[Work request A]: Summarize the text below on EMA's Brexit guidance to industry in two sentences.
[Work request B]: According to the text below on EMA's Brexit guidance, how many centrally authorized products were in the MHRA's portfolio that was redistributed?
[Work request C]: Write what comes next in the text below on EMA's Brexit guidance, picking up after its final sentence.

[Excerpted passage]:
With only 10 months to go, the world is gearing toward action in the light of the possible Brexit scenarios. At this time where first announcements of potential withdrawal from UK are being made by industries that rely on just-in-time delivery of parts to keep the costs down (e.g. airline, automotive), the authorities are shifting gears as well. That is obvious when reading the EMA guidance to industry in relation to Brexit updated last week.
On its Brexit pages, EMA indicates it will start operations in Amsterdam on March 30, 2019, at the latest. But in contrast to the device world that is not yet seeing formal guidance on Brexit, EMA provides formal guidance to pharma industry on how the transition from MHRA as rapporteur or co-rapporteur will take place. The EMA guidance clearly specifies its considerations to be aligned with a hard Brexit as worse case scenario: “This means that unless a ratified withdrawal agreement establishes another date, all Union primary, and secondary law ceases to apply to the UK from 30 March 2019, 00:00h (CET) and the UK will then become a 'third country'.”
At this stage the EU27 Member States and EMA completed the redistribution of the MHRA's portfolio of almost 400 centrally authorized products to rapporteurs and co-rapporteurs from the EU27 plus Iceland and Norway (EU27+2), in preparation for Brexit. Late April 2018, EMA informed the relevant manufacturers of the new (co)-rapporteurs. Structured ‘knowledge transfer packs’ will enable the transfer as of September 2018. The new (co-)rapporteurs will only take full responsibility for these products as of 30 March 2019.
Interestingly, this massive operation only focusses on the responsibilities in the post-authorisation stage in a medicine’s lifecycle. As the CHMP approvals are basically an approval from all members based on recommendation by 2 members, the conclusion seems to be that pre-market approval and historic post market oversight remain valid, and ownership for continuation will transfer.
With this step, formally part of the second stage in the business continuity plan, EMA steps away from the ‘business as usual’ path that was still in place until now.

[Data section]:
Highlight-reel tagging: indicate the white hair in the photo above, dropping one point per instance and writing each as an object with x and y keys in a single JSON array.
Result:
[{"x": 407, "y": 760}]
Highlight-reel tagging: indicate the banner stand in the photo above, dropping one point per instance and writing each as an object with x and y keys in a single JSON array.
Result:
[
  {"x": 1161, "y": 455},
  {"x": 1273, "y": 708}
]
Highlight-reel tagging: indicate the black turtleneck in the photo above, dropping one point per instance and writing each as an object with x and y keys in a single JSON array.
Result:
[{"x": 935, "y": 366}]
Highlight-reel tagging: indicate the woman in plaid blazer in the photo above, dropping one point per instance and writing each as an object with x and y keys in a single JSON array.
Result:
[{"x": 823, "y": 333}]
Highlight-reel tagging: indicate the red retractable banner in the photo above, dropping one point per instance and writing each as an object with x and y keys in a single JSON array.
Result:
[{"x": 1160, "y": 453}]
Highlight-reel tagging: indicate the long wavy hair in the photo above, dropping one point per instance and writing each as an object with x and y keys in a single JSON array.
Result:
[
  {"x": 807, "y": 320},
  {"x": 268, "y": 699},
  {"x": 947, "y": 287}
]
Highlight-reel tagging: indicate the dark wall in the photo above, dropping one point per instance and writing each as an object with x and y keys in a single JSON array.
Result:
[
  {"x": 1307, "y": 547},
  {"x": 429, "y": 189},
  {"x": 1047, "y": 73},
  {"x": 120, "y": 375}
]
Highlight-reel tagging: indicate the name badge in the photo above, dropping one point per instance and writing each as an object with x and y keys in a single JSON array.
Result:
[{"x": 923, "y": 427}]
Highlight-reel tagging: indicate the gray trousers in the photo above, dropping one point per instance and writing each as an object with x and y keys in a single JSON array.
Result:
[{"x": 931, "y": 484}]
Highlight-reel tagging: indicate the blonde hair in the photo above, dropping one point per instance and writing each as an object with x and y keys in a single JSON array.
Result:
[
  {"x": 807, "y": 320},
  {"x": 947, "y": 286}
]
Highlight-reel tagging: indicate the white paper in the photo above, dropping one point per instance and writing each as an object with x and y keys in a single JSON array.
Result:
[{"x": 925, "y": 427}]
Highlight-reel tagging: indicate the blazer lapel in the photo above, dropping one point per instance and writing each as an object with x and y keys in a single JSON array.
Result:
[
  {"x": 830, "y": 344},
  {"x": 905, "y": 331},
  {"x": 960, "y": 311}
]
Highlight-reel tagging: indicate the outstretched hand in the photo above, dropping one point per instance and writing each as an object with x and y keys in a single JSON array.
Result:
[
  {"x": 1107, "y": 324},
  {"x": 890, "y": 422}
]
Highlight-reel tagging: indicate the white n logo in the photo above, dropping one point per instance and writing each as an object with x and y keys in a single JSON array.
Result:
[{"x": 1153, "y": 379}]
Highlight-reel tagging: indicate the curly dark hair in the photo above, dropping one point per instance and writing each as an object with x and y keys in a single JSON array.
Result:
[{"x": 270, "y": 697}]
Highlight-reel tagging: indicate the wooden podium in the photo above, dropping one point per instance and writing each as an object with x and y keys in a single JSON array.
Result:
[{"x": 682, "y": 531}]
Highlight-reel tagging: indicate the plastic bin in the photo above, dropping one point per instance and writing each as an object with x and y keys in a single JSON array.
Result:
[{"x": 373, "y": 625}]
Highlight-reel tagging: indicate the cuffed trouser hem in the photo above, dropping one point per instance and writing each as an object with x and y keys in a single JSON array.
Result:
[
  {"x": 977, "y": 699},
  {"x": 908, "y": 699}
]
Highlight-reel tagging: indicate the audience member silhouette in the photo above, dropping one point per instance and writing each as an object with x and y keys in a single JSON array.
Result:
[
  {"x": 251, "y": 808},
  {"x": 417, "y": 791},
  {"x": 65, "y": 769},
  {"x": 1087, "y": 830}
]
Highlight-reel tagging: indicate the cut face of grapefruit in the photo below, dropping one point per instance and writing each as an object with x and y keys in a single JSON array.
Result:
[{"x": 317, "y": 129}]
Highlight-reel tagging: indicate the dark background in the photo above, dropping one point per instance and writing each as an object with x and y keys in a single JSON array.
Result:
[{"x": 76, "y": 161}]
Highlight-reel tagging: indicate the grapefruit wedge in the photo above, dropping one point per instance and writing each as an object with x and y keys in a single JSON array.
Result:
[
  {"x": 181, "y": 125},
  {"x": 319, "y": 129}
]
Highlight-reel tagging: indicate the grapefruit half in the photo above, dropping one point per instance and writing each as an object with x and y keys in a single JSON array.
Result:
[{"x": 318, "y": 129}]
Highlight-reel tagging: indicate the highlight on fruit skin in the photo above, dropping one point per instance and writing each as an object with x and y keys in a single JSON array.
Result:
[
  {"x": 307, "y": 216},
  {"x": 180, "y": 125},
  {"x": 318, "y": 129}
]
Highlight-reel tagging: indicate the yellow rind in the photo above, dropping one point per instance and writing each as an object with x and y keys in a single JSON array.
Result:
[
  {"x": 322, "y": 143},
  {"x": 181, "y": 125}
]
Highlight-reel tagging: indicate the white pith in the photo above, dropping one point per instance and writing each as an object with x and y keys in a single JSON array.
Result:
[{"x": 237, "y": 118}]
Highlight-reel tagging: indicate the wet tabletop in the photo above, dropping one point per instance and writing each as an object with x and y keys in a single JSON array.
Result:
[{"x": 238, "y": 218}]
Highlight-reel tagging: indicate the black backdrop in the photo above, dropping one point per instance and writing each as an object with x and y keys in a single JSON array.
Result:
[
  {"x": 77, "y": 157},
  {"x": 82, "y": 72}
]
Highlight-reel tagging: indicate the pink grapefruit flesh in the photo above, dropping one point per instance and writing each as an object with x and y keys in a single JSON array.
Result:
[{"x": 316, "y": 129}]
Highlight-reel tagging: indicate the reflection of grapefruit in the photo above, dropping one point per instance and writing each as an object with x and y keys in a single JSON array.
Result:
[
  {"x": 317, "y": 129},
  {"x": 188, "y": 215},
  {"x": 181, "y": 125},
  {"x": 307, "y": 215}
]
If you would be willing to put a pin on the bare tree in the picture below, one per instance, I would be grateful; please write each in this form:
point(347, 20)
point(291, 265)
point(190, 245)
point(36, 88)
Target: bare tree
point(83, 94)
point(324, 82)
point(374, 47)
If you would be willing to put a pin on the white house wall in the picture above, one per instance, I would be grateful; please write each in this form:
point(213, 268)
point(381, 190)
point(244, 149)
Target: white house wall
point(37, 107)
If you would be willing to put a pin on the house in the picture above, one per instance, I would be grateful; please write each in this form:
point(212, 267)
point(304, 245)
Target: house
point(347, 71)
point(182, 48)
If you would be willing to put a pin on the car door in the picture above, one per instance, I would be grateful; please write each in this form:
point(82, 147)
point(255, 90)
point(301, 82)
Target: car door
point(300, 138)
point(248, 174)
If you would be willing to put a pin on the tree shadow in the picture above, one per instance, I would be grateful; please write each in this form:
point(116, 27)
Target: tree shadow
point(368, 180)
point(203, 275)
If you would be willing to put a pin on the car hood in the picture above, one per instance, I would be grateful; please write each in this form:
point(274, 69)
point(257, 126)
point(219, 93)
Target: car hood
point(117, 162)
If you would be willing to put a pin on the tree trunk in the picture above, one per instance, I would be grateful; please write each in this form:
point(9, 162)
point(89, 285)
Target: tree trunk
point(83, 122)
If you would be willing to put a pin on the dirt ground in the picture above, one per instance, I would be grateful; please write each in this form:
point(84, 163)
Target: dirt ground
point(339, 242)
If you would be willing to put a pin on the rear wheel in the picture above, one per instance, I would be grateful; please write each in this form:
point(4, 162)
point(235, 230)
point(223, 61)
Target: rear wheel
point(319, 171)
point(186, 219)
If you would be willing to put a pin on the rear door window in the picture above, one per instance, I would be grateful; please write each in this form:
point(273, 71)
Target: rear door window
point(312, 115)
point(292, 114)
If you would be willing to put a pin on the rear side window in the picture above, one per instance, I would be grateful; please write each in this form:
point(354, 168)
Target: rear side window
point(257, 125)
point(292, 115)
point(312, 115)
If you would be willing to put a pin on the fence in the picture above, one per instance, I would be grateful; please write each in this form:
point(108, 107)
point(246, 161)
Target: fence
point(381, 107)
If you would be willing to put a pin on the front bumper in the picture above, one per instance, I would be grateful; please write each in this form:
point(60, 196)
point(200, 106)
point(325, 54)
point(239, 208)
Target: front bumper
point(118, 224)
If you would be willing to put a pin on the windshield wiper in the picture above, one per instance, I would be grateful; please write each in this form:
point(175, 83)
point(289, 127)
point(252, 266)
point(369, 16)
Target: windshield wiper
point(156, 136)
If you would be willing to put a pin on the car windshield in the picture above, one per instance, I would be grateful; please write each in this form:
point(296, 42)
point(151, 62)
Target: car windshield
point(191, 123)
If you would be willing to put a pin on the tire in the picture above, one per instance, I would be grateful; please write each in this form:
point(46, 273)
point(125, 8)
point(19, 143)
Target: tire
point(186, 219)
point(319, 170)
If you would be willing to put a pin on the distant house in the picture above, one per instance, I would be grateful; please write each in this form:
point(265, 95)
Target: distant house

[Response area A]: EMA has updated its Brexit guidance to industry, basing its planning on a hard Brexit in which all Union law ceases to apply to the UK from 30 March 2019 and the UK becomes a third country. The MHRA's portfolio of almost 400 centrally authorized products has been redistributed to rapporteurs and co-rapporteurs from the EU27 plus Iceland and Norway, who will take full responsibility for these products as of 30 March 2019.

[Response area B]: Almost 400.

[Response area C]:
The Q&A document that is part of the Brexit-related guidance for manufacturers contains some sections on UK-notified bodies as well. It emphasizes the black and white wording of the Commission Notice on the withdrawal of the United Kingdom from the EU, that identifies UK Notified Body certificates will lose validity on March 30, 2019 (unless an agreement changes this).
It further specifies the impact on previously held consultations from EMA to Notified Bodies on e.g. human blood derivatives and biotech medicines, indicating that as of Brexit day, former UK notified bodies may no longer apply for such consultations.
Another guidance document in the Brexit section of EMA informs manufacturers that for pharmaceuticals that co-pack medical devices that are CE marked by a UK notified body, they need to change notified body, or replace the device with an equivalent medical device, and file a type IACN notification. Such changes need to be notified immediately after implementation, and actual implementation of such changes must in any case take place before 30 March 2019, irrespective of the variation type.
With these guidance, the impact of Brexit on medical devices in device/drug combinations and in drug/device combinations have become much clearer indeed, as indicated in below summary table:
Unexpectedly, the EMA guidance seems to suggest that the historic consultation processes might remain valid, as they only restrict new procedures. That might imply that the historic Notified Body consultations performed by MHRA might be transferred to other EU27+2 agencies, without having to be re-done.
Needed at this stage is guidance and expectations from EU27 Notified bodies, and from EU27+2 drug agencies on their acceptance of work previously done by UK notified bodies and by UK MHRA for the medical devices with pharmaceuticals providing ancillary action.